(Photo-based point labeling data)

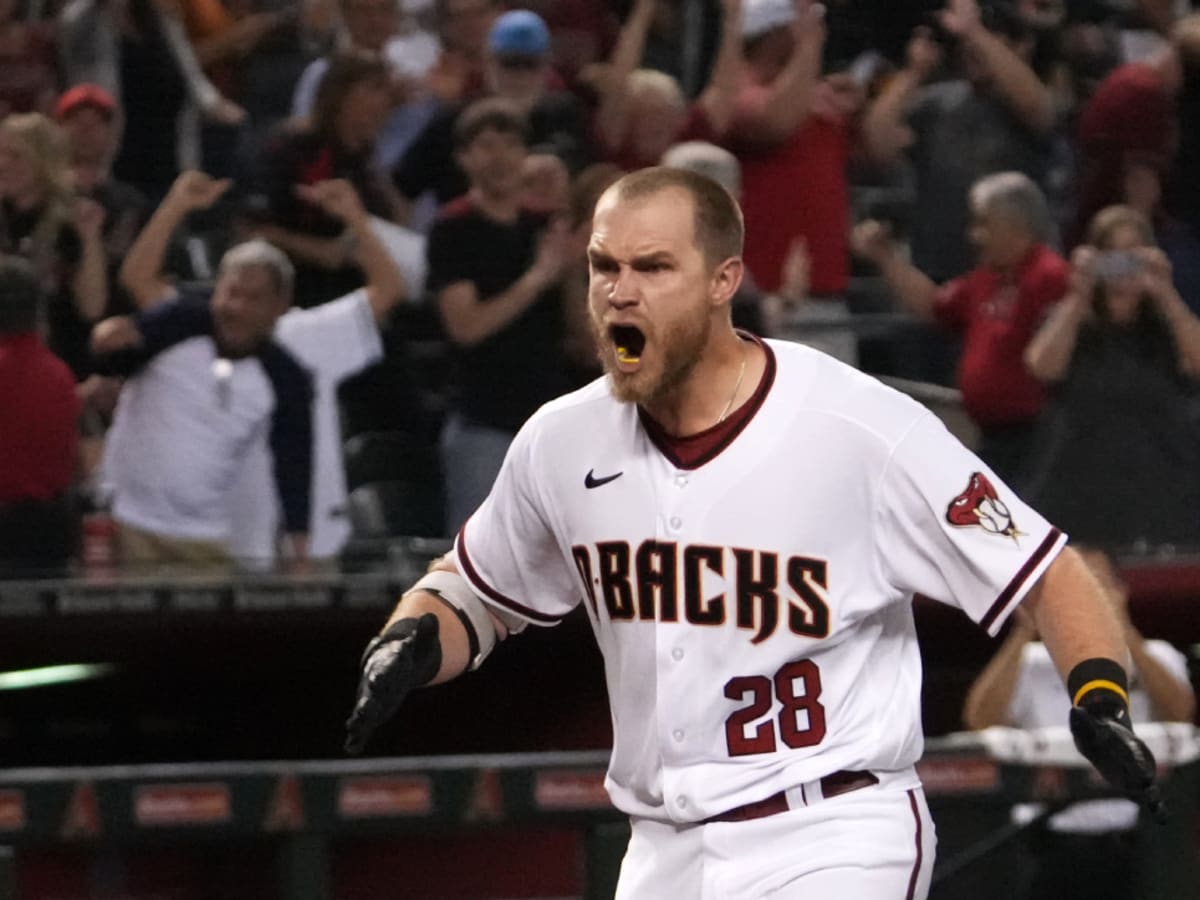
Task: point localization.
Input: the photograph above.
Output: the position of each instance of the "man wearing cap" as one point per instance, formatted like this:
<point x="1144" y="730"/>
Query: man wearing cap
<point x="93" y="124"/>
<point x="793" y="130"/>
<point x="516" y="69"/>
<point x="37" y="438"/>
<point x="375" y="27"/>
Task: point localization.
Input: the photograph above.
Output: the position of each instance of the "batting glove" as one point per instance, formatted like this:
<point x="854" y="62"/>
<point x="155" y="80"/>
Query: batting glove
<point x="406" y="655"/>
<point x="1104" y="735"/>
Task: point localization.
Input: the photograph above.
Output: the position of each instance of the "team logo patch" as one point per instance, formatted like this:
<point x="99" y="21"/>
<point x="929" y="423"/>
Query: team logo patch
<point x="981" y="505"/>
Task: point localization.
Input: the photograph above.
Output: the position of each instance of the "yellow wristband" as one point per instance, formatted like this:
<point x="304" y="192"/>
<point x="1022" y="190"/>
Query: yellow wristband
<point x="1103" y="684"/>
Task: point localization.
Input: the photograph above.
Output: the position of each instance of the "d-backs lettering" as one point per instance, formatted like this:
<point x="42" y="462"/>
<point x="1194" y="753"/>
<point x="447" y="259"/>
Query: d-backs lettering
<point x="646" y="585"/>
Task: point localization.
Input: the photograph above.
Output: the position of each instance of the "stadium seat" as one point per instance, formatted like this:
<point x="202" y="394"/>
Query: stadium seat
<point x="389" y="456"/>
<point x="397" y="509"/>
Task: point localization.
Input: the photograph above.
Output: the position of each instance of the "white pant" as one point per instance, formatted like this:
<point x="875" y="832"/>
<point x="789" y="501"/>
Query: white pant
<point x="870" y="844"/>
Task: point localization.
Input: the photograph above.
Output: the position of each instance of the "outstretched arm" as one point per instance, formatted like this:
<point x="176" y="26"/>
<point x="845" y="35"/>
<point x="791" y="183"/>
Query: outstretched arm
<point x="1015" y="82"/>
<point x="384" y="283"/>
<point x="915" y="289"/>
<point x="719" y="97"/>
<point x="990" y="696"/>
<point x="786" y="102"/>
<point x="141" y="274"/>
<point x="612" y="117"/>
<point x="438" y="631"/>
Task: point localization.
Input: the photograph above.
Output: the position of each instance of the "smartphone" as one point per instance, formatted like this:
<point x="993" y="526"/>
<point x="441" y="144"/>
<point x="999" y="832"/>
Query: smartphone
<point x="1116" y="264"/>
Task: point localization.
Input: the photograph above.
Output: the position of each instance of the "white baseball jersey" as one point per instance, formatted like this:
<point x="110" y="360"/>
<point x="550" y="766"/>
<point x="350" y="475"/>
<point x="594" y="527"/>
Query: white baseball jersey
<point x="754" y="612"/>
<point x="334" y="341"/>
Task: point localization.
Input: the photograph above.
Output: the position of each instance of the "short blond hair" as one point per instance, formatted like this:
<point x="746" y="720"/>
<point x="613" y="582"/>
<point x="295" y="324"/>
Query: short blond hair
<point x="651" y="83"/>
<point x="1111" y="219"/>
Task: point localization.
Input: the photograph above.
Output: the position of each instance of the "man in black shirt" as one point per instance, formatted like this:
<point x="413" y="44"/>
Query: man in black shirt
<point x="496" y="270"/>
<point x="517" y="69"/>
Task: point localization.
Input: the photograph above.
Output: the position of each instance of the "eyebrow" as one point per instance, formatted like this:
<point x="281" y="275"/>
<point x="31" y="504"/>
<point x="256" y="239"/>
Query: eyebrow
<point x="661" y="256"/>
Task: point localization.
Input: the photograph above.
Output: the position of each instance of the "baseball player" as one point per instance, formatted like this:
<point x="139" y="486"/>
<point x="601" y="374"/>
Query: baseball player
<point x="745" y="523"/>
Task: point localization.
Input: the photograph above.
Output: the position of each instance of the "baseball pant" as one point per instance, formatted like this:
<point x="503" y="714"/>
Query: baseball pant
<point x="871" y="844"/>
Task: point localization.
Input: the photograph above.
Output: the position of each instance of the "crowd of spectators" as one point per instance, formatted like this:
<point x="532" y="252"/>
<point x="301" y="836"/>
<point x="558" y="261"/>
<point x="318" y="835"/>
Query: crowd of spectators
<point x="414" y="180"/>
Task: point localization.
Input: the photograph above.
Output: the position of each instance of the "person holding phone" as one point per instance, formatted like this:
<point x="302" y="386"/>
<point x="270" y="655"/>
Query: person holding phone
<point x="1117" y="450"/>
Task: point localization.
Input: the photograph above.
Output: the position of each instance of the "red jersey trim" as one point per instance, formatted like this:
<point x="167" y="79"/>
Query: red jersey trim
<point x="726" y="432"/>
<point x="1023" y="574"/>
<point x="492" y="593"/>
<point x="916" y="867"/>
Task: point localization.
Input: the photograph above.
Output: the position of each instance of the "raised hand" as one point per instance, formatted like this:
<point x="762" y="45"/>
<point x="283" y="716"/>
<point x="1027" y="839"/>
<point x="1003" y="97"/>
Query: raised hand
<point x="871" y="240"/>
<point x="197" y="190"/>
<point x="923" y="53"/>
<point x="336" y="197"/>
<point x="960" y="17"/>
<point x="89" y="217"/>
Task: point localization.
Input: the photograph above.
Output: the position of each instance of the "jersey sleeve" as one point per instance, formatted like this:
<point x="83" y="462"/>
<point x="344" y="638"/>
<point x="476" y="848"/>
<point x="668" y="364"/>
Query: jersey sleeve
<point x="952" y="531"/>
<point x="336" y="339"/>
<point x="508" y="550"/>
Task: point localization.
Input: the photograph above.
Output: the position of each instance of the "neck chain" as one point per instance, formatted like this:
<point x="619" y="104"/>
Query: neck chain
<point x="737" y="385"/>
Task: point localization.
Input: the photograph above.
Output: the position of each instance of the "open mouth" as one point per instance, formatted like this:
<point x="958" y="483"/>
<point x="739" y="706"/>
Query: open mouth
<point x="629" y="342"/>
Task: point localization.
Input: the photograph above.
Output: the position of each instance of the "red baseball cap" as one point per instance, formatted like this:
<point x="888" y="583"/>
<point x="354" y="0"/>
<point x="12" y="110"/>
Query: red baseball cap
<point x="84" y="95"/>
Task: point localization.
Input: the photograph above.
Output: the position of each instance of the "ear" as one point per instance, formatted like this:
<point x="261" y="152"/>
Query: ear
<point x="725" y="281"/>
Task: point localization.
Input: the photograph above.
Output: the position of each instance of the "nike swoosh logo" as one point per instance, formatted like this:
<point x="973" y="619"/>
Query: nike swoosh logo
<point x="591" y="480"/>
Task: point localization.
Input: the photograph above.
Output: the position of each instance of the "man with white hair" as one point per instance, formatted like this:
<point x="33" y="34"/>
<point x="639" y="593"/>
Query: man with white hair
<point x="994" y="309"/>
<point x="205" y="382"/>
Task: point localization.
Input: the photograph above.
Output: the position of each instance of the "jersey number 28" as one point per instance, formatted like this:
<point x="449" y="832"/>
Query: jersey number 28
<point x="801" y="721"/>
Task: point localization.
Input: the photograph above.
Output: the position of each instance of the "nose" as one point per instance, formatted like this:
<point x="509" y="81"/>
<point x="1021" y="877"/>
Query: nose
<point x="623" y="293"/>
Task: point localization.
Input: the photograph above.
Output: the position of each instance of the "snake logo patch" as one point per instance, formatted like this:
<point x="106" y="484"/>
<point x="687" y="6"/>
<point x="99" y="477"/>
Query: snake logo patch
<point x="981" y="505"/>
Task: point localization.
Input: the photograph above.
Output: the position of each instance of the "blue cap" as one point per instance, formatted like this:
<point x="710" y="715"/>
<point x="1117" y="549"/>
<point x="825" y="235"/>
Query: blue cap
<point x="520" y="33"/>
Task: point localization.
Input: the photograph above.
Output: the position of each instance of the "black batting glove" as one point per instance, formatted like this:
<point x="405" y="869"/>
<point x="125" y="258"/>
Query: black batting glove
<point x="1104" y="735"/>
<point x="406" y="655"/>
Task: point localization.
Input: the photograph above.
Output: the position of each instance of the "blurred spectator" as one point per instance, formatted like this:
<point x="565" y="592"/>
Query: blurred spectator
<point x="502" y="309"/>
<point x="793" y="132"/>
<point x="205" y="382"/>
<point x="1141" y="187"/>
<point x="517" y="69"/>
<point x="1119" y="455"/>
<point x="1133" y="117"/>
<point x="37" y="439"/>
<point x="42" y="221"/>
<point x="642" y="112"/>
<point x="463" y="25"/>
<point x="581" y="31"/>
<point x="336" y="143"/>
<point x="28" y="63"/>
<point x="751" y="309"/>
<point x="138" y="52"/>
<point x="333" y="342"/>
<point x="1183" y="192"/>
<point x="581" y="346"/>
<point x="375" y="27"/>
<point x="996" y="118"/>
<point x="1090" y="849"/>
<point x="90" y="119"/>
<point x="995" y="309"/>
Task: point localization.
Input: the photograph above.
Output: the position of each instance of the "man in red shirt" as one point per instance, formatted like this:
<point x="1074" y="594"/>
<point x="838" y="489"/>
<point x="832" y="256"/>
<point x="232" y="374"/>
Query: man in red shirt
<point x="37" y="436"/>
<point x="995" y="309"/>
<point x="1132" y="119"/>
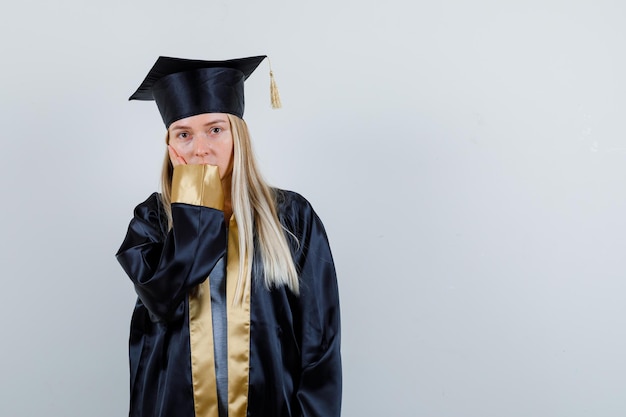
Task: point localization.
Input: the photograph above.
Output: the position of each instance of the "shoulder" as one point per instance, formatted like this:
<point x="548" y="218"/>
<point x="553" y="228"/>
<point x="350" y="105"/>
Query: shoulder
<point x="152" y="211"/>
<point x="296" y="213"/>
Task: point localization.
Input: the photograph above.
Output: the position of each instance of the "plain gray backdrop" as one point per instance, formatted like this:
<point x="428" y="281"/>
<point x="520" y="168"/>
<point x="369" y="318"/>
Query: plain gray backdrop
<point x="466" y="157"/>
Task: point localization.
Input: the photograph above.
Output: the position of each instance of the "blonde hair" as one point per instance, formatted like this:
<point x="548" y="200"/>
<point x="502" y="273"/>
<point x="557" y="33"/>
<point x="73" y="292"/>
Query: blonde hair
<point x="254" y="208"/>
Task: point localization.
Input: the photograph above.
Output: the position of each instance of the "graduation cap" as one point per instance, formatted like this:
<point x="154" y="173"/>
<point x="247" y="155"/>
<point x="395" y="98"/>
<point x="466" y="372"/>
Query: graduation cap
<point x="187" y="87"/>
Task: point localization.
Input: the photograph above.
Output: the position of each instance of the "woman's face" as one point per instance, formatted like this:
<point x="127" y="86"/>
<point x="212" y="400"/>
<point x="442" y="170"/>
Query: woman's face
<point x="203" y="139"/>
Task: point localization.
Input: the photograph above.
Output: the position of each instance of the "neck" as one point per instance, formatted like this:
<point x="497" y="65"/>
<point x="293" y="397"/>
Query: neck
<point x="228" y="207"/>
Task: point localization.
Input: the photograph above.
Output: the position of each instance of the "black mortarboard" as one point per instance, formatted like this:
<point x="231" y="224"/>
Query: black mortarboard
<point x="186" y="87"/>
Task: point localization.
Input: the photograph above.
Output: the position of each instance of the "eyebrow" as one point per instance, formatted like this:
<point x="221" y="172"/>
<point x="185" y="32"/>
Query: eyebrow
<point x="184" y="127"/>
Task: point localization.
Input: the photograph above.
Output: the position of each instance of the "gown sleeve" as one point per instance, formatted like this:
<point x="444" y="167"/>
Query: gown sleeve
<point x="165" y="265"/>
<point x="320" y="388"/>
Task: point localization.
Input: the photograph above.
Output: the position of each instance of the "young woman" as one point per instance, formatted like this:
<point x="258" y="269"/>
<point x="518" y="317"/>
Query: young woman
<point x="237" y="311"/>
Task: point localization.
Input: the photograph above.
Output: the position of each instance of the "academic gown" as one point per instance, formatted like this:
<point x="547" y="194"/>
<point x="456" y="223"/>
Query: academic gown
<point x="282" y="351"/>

_What to do_. Count the lines in the entries that contain the string "yellow", matching case exactly. Give only the number.

_Result of the exercise_. 2